(TASK MATERIAL begins)
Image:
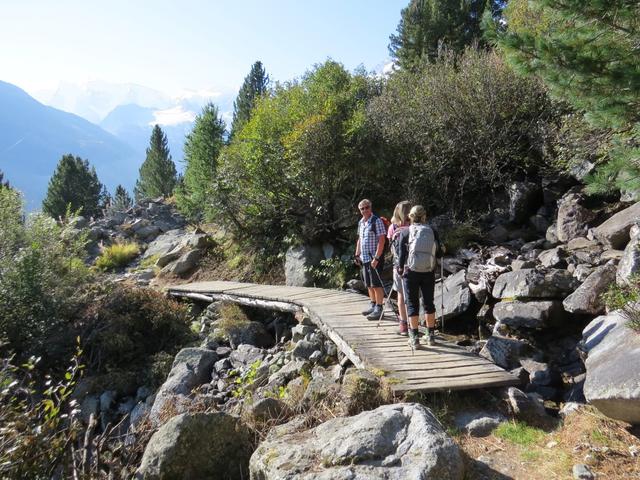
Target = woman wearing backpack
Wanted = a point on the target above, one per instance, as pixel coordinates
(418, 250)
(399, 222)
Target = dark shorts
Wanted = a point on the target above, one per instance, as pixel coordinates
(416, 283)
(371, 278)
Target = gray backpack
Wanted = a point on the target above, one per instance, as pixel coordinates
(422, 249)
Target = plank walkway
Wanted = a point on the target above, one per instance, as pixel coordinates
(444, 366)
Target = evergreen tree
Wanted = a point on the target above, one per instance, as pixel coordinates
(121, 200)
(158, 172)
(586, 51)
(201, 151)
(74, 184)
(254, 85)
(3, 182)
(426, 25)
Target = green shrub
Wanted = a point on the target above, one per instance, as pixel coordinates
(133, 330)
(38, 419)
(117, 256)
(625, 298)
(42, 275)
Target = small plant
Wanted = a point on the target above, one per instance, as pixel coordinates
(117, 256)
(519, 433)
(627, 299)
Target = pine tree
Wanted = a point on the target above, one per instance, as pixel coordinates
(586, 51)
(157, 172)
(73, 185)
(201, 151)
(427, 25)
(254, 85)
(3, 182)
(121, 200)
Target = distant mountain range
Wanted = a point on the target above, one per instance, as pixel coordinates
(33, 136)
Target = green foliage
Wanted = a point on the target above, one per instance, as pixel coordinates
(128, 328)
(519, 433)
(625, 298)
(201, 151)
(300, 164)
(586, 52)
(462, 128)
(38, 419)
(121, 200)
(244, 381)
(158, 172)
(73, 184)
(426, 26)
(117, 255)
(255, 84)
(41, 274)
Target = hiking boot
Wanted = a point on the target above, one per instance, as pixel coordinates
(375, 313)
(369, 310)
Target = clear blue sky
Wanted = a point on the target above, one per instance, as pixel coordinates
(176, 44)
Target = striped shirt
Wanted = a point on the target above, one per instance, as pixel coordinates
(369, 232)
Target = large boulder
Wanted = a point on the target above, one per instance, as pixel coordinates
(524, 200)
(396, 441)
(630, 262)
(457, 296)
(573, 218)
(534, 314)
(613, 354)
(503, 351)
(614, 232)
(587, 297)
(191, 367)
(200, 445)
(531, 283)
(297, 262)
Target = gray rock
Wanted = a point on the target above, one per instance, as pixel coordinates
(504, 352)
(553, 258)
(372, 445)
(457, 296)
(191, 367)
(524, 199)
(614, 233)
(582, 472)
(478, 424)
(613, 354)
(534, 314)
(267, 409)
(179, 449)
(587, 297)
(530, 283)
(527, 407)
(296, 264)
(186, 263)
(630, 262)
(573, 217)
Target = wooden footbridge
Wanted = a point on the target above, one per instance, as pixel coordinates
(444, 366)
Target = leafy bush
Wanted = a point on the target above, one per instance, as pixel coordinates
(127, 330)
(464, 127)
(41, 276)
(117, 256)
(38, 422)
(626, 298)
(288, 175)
(TASK MATERIAL ends)
# WORK TO BE COMPLETED
Some of the data mentions "gray". Copy every line where it does.

# RESPONSE AREA
Target = gray backpack
Target = gray rock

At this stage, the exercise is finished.